▶ [Material provided]:
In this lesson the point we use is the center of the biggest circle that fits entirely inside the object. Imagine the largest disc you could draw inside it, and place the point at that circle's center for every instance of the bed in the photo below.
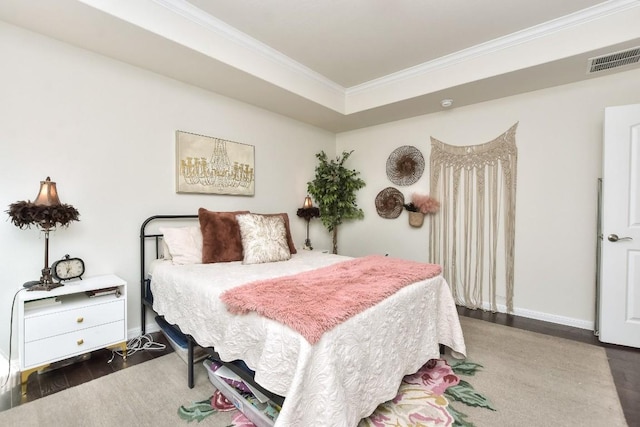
(336, 381)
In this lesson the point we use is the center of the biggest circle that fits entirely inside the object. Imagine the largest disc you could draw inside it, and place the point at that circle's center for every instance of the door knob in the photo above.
(615, 238)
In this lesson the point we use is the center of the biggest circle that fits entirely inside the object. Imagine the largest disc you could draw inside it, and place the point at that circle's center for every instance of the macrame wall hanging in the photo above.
(473, 238)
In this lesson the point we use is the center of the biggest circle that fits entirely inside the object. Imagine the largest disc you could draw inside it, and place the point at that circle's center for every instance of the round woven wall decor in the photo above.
(405, 165)
(389, 203)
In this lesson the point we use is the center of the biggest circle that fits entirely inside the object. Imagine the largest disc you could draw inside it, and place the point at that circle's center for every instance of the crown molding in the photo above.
(502, 43)
(222, 29)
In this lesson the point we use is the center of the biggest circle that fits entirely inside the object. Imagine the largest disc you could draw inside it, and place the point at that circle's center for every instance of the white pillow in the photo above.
(185, 244)
(264, 238)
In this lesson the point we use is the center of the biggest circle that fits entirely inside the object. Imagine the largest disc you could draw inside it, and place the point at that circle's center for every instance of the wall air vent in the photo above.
(613, 60)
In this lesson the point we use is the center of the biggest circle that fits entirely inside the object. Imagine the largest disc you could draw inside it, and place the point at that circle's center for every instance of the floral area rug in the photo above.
(431, 397)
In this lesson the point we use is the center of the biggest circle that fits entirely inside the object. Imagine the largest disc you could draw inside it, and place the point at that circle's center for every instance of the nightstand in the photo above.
(66, 322)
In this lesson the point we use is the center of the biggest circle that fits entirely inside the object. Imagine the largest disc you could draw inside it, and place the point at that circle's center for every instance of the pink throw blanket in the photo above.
(315, 301)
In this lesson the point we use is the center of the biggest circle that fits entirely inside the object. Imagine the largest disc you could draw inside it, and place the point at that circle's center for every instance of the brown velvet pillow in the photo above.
(285, 218)
(221, 240)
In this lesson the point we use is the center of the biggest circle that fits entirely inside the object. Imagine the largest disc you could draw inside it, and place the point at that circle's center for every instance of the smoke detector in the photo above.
(613, 60)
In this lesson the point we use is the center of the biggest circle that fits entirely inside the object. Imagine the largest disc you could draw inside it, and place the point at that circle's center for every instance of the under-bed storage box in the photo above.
(257, 415)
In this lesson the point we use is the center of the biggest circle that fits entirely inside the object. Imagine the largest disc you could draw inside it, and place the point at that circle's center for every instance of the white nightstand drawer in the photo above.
(59, 347)
(37, 327)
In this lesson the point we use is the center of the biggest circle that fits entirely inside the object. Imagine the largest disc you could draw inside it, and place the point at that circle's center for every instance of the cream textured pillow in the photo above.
(184, 243)
(264, 238)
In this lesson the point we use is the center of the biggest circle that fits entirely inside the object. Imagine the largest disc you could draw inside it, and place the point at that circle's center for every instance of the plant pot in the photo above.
(416, 219)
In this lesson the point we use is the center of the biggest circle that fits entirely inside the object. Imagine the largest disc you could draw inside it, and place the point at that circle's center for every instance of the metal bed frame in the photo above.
(146, 301)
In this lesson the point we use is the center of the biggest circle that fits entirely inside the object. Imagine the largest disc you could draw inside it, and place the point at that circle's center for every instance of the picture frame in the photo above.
(210, 165)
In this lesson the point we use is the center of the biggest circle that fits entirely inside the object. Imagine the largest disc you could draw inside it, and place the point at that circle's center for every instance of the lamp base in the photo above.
(45, 283)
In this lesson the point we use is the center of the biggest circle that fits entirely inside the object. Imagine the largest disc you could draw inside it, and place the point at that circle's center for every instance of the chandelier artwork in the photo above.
(214, 165)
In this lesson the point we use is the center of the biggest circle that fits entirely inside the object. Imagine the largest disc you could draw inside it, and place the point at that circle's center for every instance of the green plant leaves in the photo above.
(334, 190)
(465, 393)
(466, 368)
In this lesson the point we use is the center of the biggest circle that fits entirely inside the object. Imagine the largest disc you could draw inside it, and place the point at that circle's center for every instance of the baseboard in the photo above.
(546, 317)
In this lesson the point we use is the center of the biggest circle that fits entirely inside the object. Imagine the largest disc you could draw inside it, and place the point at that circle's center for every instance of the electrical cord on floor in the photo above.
(139, 343)
(13, 304)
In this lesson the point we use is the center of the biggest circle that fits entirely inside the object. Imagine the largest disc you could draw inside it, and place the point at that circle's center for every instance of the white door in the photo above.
(620, 267)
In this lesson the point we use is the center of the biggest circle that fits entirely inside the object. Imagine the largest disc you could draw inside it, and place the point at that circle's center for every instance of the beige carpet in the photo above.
(538, 380)
(531, 379)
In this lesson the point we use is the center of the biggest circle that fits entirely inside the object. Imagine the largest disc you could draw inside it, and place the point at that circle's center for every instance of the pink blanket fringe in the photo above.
(314, 302)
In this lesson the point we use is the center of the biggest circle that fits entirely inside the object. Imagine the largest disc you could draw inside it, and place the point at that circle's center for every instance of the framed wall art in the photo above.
(213, 165)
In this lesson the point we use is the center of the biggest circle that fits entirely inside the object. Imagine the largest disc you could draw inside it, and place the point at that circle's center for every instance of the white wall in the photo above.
(559, 140)
(105, 132)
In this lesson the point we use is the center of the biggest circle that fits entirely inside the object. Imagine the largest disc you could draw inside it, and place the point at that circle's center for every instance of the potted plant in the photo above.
(334, 189)
(420, 205)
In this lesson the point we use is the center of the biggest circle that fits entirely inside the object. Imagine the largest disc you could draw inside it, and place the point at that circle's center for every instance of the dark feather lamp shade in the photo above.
(46, 212)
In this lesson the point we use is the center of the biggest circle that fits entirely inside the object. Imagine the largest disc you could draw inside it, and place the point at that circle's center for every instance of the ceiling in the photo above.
(343, 65)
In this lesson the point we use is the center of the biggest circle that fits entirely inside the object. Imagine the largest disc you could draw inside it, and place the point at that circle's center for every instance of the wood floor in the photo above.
(624, 362)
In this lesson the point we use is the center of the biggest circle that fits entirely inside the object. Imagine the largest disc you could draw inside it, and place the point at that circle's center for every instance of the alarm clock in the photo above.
(67, 268)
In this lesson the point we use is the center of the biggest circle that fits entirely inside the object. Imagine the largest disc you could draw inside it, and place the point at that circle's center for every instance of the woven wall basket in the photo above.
(416, 219)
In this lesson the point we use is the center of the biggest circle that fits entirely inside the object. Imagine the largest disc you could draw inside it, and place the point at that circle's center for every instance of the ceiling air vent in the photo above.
(614, 60)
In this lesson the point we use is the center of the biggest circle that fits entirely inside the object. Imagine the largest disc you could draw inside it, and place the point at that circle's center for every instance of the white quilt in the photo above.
(344, 376)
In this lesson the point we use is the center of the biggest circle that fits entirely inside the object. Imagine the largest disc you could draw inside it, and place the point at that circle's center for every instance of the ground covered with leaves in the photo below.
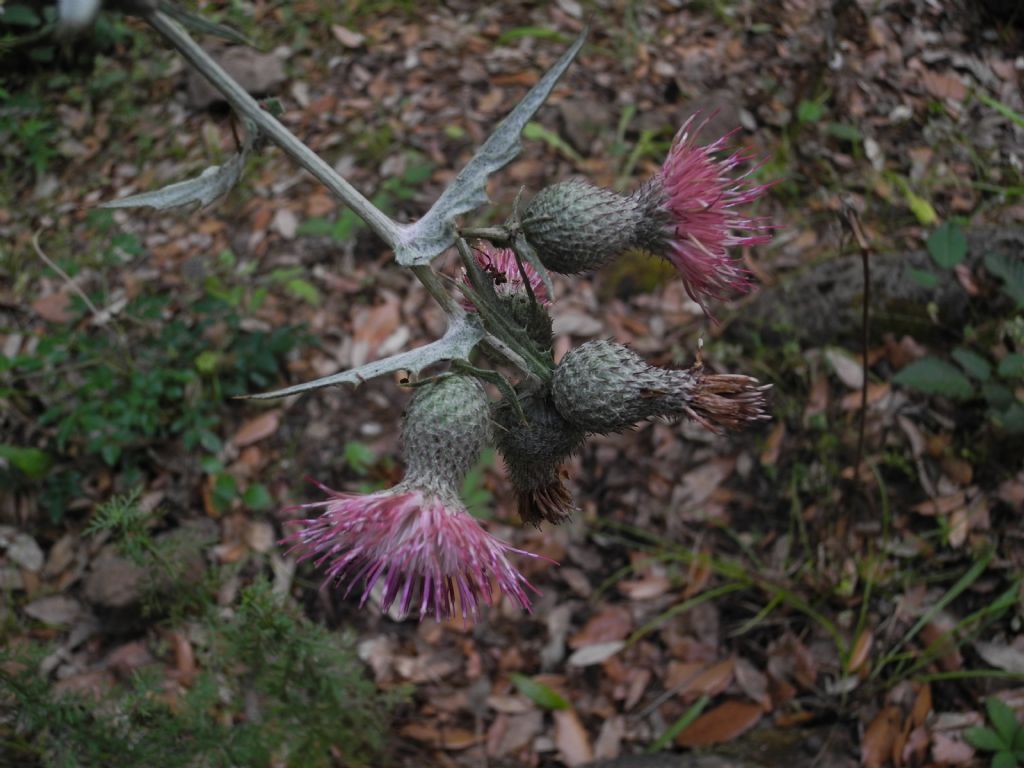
(841, 586)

▶ [To be done]: Generate a word-for-word copy of the preceding records, excluding all pictures.

▶ [The response]:
In this lesson the point we use is the center of the biggest circle that fits entirely inside the object. Imagine the largest disc you could draw inside it, and place the point at that circle's center for every instance of the bed in the photo below.
(336, 381)
In this lesson the point we use is the center of the biggest circle that fits entirely inside the object. Imagine the largest disc you could draw inside it, and place the point at that circle's center for every instance of the door knob in the photo above.
(615, 238)
In this lesson the point we use is the center of the biggest circle that fits entirely inside the object. Imagine the largest disc you could draw inside it, and place the point at that circle's center for every instance of the macrame wall hanging in the photo above.
(473, 238)
In this lesson the point we use is the center of the biggest circle that fits entirely inside the object. Imagine the largest disc you could draw inside it, and place the point at that circle's center for every instance of the round woven wall decor in the photo above.
(405, 165)
(389, 203)
In this lesson the point we use is the center of the biggest circle that fits entirely inside the object. Imagine the largest disc you could draw inside it, and place the point at that circle's center for every instance of the crown molding in the photo above.
(502, 43)
(222, 29)
In this lesson the point we use is the center of the biggest circle that fits entirely inside the object. Imagine the largest disc you could draw inside it, and place the point at that circle's center for every instance of the white pillow in the photo above.
(185, 244)
(264, 238)
In this lesson the point we use is the center of the biggest circle that fits entirely inside the object. Imagine the largest disc you could draw inside it, and place the point at that circle's center for every instance of the wall air vent in the photo above.
(613, 60)
In this lesson the point we use is the center of the biggest circle that fits entirely inside the object. Imagine the largest disc you could draw inside it, and place the point at that circle's center for every instance of the floral area rug in the photo above.
(431, 397)
In this lesson the point we use is the center of the biggest circle that fits entirely inside the object. Imagine the largest disc you could draw inside it, and place the point at that circle's center for every instance of the nightstand in the photo above.
(66, 322)
In this lesson the point we use is the center of the biggest circle that fits entirely inside the object. Imagine the largest disc you could draw inside it, and place the point at that circle's center for every instance of the pink throw blanket in the photo above.
(315, 301)
In this lesson the point we use is the center of the biggest circle that fits entirely inside the object. Imagine the largest disc you could draw inside it, and place the point at that circle's center for every instance of the brown velvet pillow in the photo above.
(285, 218)
(221, 240)
In this lesson the point we use is the center of the biggest circle that fits entirely inside the object. Imagine the largest disc you could draw inside it, and place the point at that circle's center for every instance of the smoke detector in the photo above.
(613, 60)
In this lesson the point we use is the center of the biggest circle that fits entirely inside the object. Imagine the largest disc you could draw inside it, and place the point at that circle's center for every instance of the under-bed storage box in the photo above.
(257, 415)
In this lesson the point we use is the center of the biggest circle that fits entirely inside the object. Imagine the largest disc you could draw inside it, and place the point at that circle's center for every instance of the white nightstand drawer in the photo above.
(59, 347)
(37, 327)
In this lesson the point we use is the center of the biggest circle that fits entirely inside the object. Imagine the largest disc you could draw inside it, and place the point at that circle's center for every instance of the cream textured pillow in the photo above.
(184, 243)
(264, 238)
In this lesson the point we use is the center of the biggest circle that fits entirely inside the object. Imagine the largest disc you could draw inside it, and place the point at that circle's center for every instance of the plant pot in the photo above.
(416, 219)
In this lesson the point we use is the center of the biggest circle that fits entirely inside the object. Imagine the largest disc you could draw inside it, and place the point at that circle's center for every instance of the metal bed frame in the photo above.
(146, 301)
In this lesson the point we use is the center of the biggest circle that fits entirely inside the object. Imagine the largest disc you could draw inside it, and place the point at that circle's center for every instance of the picture frame in the photo above.
(210, 165)
In this lesson the point we use is the center of the biggest circle that fits entirely inside the object. Imagine the largest disc you could draw inside it, and place the point at that circle's center for every instance of the lamp base in the photo above.
(45, 283)
In this lesson the point we use is the center of the biggest circle that fits entirely inside the object. Imagine the largest disc you could draw inside it, and place the point at that circle's center for every instance of the chandelier artwork in the photo above.
(214, 165)
In this lesson the point we use is the center of the biggest circle that fits entirely inside the object. Imagine the largest disc you could draw inside it, and place the point at that circle's center for every instance of the green plant leaves in the photo above.
(334, 190)
(465, 393)
(466, 368)
In this lesson the point we use is the center of the biggest circle that fits entirely inside the object. Imagine the largest disc you could draw inside it, and place the point at that circle's center for every instance of the baseboard in the photo above.
(546, 317)
In this lesson the point we use is the center of the biggest circle that fits entirely inside the object. Imagine the largest disc you could draw inside it, and place the point at that circle's center for every instance of the electrical cord on floor in the photo above.
(139, 343)
(13, 304)
In this lesson the point we use is the center of the biggest circle that fits entirely inside the object. Imagine the largest disc you could draw inside it, and place the point at that circle's center for every instance of the white door in the photo above.
(620, 267)
In this lesson the point we use is the center of the biggest circle that fits entirely inside the object. Imagine the largest disc you could draw inside it, and place the point at that circle's center for every instance of the beige carpet in the photo above.
(538, 380)
(531, 379)
In this lesson the point we use is the center of the biggest circle that fits entirely inside the object. Imagine the largest disc you could draw inside it, and place the point at that circle's center for every instance of the pink blanket fringe in the photo above.
(314, 302)
In this lesson the point we use is the center of the biggest circle that fits entirely inside the object. Imagine the largest disc you could draw inside it, and place the point at that circle's center for every instance of the framed wall art in the photo above.
(213, 165)
In this lesson the point we use is the center of the biggest circle that fits entirely inside the object. Imagine the largest disc you could draw inside it, and place the point at that circle's center for every instance of the white wall in the photo above.
(559, 140)
(105, 132)
In this lesson the point we use is the center of the biggest circle that fits entirely inside the object. Imagine the largest disc you could draw inside it, and place the point at that circle's center for every instance of the potted plant in the photo above.
(334, 189)
(420, 205)
In this lesson the point we use is the center of the biggest circle that fits entirely inside the object. Imagine the largest disc you could draw inside it, and place the point at that circle's center for every instance of the dark feather lamp shade in the photo above.
(46, 212)
In this lesson the point we use is the center of the biggest circle that fits entirely inside the object. Imagine the largest disc you could draw inside it, and place the point at that circle's center for every instance of the ceiling in the photo above.
(343, 65)
In this lesson the point we use is the center of the biggest circle that fits entirely inside the object. Imagine the largest disc you could draw inside it, and place the point at that circle's center for every instance of the wood floor in the photo above.
(624, 362)
In this lesson the point we use is the center of the biggest circle that fits entirely inside the object. Imagine the largest disc you could draw inside it, and place the point at that circle's center for every instance of the alarm clock in the photo above.
(67, 268)
In this lesson the point we use is the center of the biggest circle that fits entirely inside the object. Imagine the largest disc you could draw inside it, and place the point at that circle's center for every instance of the woven wall basket in the photo above.
(416, 219)
In this lesson the point we use is the center of the biggest circle that fits entirely inside the object. Imagine the largest disc you could draw inside it, and place the point at that circle's center for every instance of the ceiling air vent in the photo above.
(614, 60)
In this lesson the point we use is the center of the biggest circle that fits entirely inside the object. Imagine the largest disc you could draw inside it, and place the point at that circle's center for every instance of the white quilt in the photo above.
(344, 376)
In this lesson the point we use is the center of the biggest circle that fits entirely inside the object. Imagine the largest disc you could draw inside it, and place the point at that circle's center for every instance of the ground covered with leaves in the photo below.
(841, 586)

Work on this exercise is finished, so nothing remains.